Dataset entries
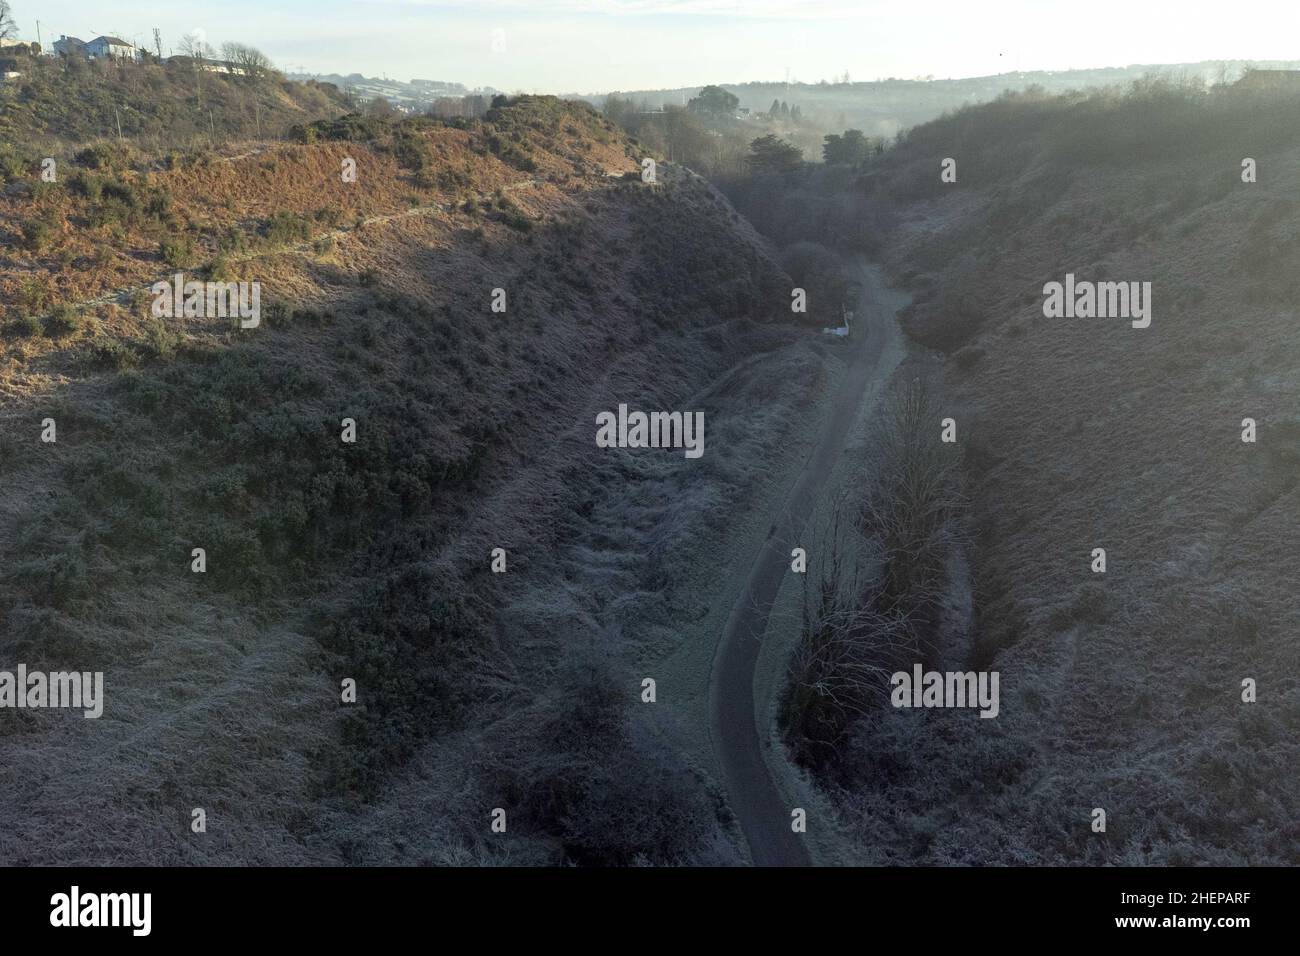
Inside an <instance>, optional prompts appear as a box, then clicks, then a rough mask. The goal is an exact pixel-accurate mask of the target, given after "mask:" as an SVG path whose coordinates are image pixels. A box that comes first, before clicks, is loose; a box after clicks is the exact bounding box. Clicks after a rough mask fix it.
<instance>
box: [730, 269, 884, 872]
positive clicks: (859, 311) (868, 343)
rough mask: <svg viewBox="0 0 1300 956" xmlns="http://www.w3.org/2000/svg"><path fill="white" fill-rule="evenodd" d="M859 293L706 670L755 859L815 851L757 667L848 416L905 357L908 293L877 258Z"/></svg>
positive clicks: (733, 791)
mask: <svg viewBox="0 0 1300 956" xmlns="http://www.w3.org/2000/svg"><path fill="white" fill-rule="evenodd" d="M855 272H857V278H858V284H859V286H861V290H862V294H861V298H859V303H858V308H857V312H858V316H859V320H861V317H863V316H865V317H866V323H867V328H866V334H865V336H863V334H861V330H859V333H858V334H855V336H854V337H853V338H850V339H849V347H852V349H854V350H855V351H854V355H853V358H852V359H850V364H849V368H848V369H846V371H845V373H844V377H842V378H841V381H840V386H839V392H837V393H836V395H835V397H833V398H832V399H831V405H829V408H828V411H827V415H826V419H824V420H823V424H822V433H820V436H819V437H818V442H816V446H815V447H814V449H813V453H811V454H810V455H809V458H807V460H806V462H805V463H803V470H802V471H801V472H800V475H798V477H797V479H796V480H794V484H793V485H792V486H790V490H789V493H788V494H787V498H785V502H784V503H783V506H781V511H780V514H779V515H776V516H775V520H774V523H772V529H771V531H770V532H768V535H767V540H766V541H764V542H763V548H762V550H761V551H759V553H758V555H757V557H755V559H754V564H753V567H751V568H750V572H749V578H748V579H746V581H745V588H744V589H742V591H741V593H740V594H738V596H737V598H736V604H735V605H733V606H732V611H731V615H728V618H727V624H725V626H724V628H723V633H722V637H720V639H719V641H718V649H716V652H715V654H714V662H712V670H711V672H710V679H708V723H710V728H708V732H710V737H711V740H712V747H714V754H715V756H716V758H718V765H719V767H720V770H722V777H723V786H724V788H725V791H727V799H728V804H729V805H731V809H732V813H735V814H736V818H737V821H738V822H740V826H741V831H742V832H744V834H745V840H746V843H748V844H749V851H750V858H751V861H753V864H754V865H755V866H809V865H811V862H813V860H811V857H810V855H809V851H807V847H806V845H805V842H803V840H805V836H803V835H802V834H796V832H793V831H792V829H790V819H792V818H790V810H792V809H793V806H792V805H790V801H789V800H788V799H787V796H785V795H784V793H783V792H781V790H780V787H779V784H777V783H776V780H775V779H774V777H772V774H771V771H770V769H768V766H767V761H768V760H784V754H781V753H771V749H772V748H771V747H768V745H766V741H767V740H768V739H770V737H768V735H767V734H766V731H762V730H761V723H762V724H766V719H761V714H766V713H767V706H766V705H767V701H763V706H762V708H761V709H755V701H754V669H755V665H757V662H758V652H759V646H761V643H762V639H763V633H764V632H766V630H767V619H768V617H770V615H771V611H772V605H774V602H775V601H776V593H777V591H779V589H780V587H781V580H783V579H784V576H785V572H787V571H788V570H789V566H790V548H793V546H794V545H793V544H790V542H796V541H797V540H798V536H800V533H801V532H802V531H803V527H805V525H806V524H807V522H809V518H810V515H811V514H813V509H814V506H815V503H816V499H818V494H819V492H820V488H822V485H823V484H824V483H826V480H827V479H828V477H829V475H831V471H832V468H833V467H835V463H836V460H837V459H839V458H840V455H841V454H842V453H844V449H845V446H846V444H848V441H849V436H850V434H852V432H853V425H854V423H855V421H857V419H858V415H859V414H861V412H862V408H863V397H865V394H866V390H867V385H868V384H871V382H872V381H874V380H880V378H884V377H887V376H889V375H891V373H892V372H893V369H894V367H896V365H897V363H898V360H900V359H901V356H902V352H904V350H902V345H901V338H902V337H901V333H900V330H898V323H897V317H896V316H897V311H898V308H900V307H901V306H902V303H905V302H906V297H905V295H902V294H900V293H897V291H894V290H891V289H888V287H887V286H885V282H884V278H883V273H881V271H880V269H879V267H875V265H868V264H867V263H866V261H858V264H857V269H855Z"/></svg>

### TASK BRIEF
Rewrite all of the data with every instance of "positive clicks" swapped for "foreground clicks" and everything else left intact. Omit the pictures from the output.

### RESPONSE
Inside an <instance>, optional prompts appear as a box, then clicks, then a rough mask. The goal is an exact pixel-accurate mask of the target, given after "mask:" as an SVG path whose coordinates are image pixels. A box that comes first, before clicks, is loose; a box after clicks is the exact bounding box. Clicks after a rough mask fix it.
<instance>
box: [730, 269, 884, 872]
foreground clicks: (859, 311) (868, 343)
rough mask: <svg viewBox="0 0 1300 956" xmlns="http://www.w3.org/2000/svg"><path fill="white" fill-rule="evenodd" d="M859 293L706 670L755 859L815 851L757 667L848 416L905 357L908 293L877 258Z"/></svg>
foreground clicks: (733, 791)
mask: <svg viewBox="0 0 1300 956" xmlns="http://www.w3.org/2000/svg"><path fill="white" fill-rule="evenodd" d="M855 272H857V278H858V284H859V286H861V290H862V294H861V298H859V303H858V308H857V312H858V316H859V320H861V317H863V316H865V317H866V323H867V328H866V334H865V336H863V334H861V330H859V333H858V334H855V336H854V337H853V338H850V339H849V347H852V349H854V350H855V351H854V355H853V358H852V359H850V364H849V368H848V369H846V371H845V373H844V377H842V378H841V381H840V386H839V392H837V393H836V395H835V397H833V398H832V399H831V405H829V408H828V411H827V415H826V419H824V420H823V424H822V433H820V436H819V437H818V442H816V446H815V447H814V449H813V453H811V454H810V455H809V458H807V460H806V462H805V463H803V470H802V471H801V472H800V475H798V477H797V479H796V480H794V484H793V485H792V486H790V490H789V493H788V494H787V498H785V502H784V503H783V506H781V511H780V514H779V515H776V516H775V520H774V523H772V529H771V531H770V532H768V535H767V540H766V541H764V542H763V548H762V550H761V551H759V553H758V555H757V557H755V559H754V564H753V567H751V568H750V572H749V578H748V579H746V581H745V588H744V589H742V591H741V593H740V594H738V596H737V598H736V604H735V605H733V606H732V611H731V615H728V618H727V624H725V626H724V628H723V633H722V637H720V639H719V641H718V649H716V652H715V654H714V662H712V670H711V672H710V679H708V723H710V728H708V732H710V737H711V740H712V747H714V754H715V756H716V758H718V765H719V767H720V770H722V777H723V786H724V788H725V791H727V799H728V804H729V805H731V809H732V813H735V814H736V818H737V821H738V822H740V826H741V831H742V832H744V834H745V840H746V843H748V844H749V851H750V858H751V861H753V864H754V865H755V866H809V865H811V862H813V860H811V857H810V855H809V851H807V847H806V845H805V842H803V840H805V836H803V835H802V834H796V832H793V831H792V829H790V819H792V818H790V810H792V809H793V806H792V805H790V801H789V800H788V799H787V796H785V795H784V793H783V792H781V790H780V787H779V784H777V783H776V780H775V779H774V777H772V774H771V771H770V769H768V766H767V761H768V760H784V754H781V753H771V749H772V748H771V747H768V745H766V741H767V740H768V739H770V737H768V735H767V734H766V731H762V730H761V723H762V724H766V719H761V714H766V713H767V706H766V705H767V701H763V706H762V708H761V709H755V701H754V669H755V665H757V662H758V652H759V646H761V643H762V639H763V633H764V632H766V630H767V619H768V617H770V615H771V611H772V605H774V602H775V601H776V593H777V591H779V589H780V587H781V580H783V579H784V576H785V572H787V571H788V570H789V566H790V548H793V546H794V545H793V544H790V542H796V541H797V540H798V536H800V533H801V532H802V531H803V527H805V525H806V524H807V522H809V518H810V515H811V514H813V509H814V506H815V503H816V499H818V494H819V492H820V488H822V485H823V484H824V483H826V480H827V479H828V477H829V475H831V471H832V468H833V467H835V463H836V460H837V459H839V458H840V455H841V454H842V453H844V449H845V446H846V444H848V441H849V436H850V434H852V432H853V425H854V423H855V421H857V419H858V415H859V414H861V412H862V408H863V397H865V394H866V390H867V385H868V384H871V382H872V381H874V380H880V378H884V377H887V376H889V375H891V373H892V372H893V369H894V367H896V365H897V363H898V360H900V359H901V356H902V352H904V350H902V345H901V338H902V337H901V333H900V330H898V323H897V317H896V316H897V311H898V308H900V307H901V306H902V303H905V302H906V297H905V295H902V294H900V293H897V291H894V290H891V289H888V287H887V286H885V282H884V278H883V273H881V271H880V269H879V267H875V265H868V264H867V263H866V261H858V264H857V269H855Z"/></svg>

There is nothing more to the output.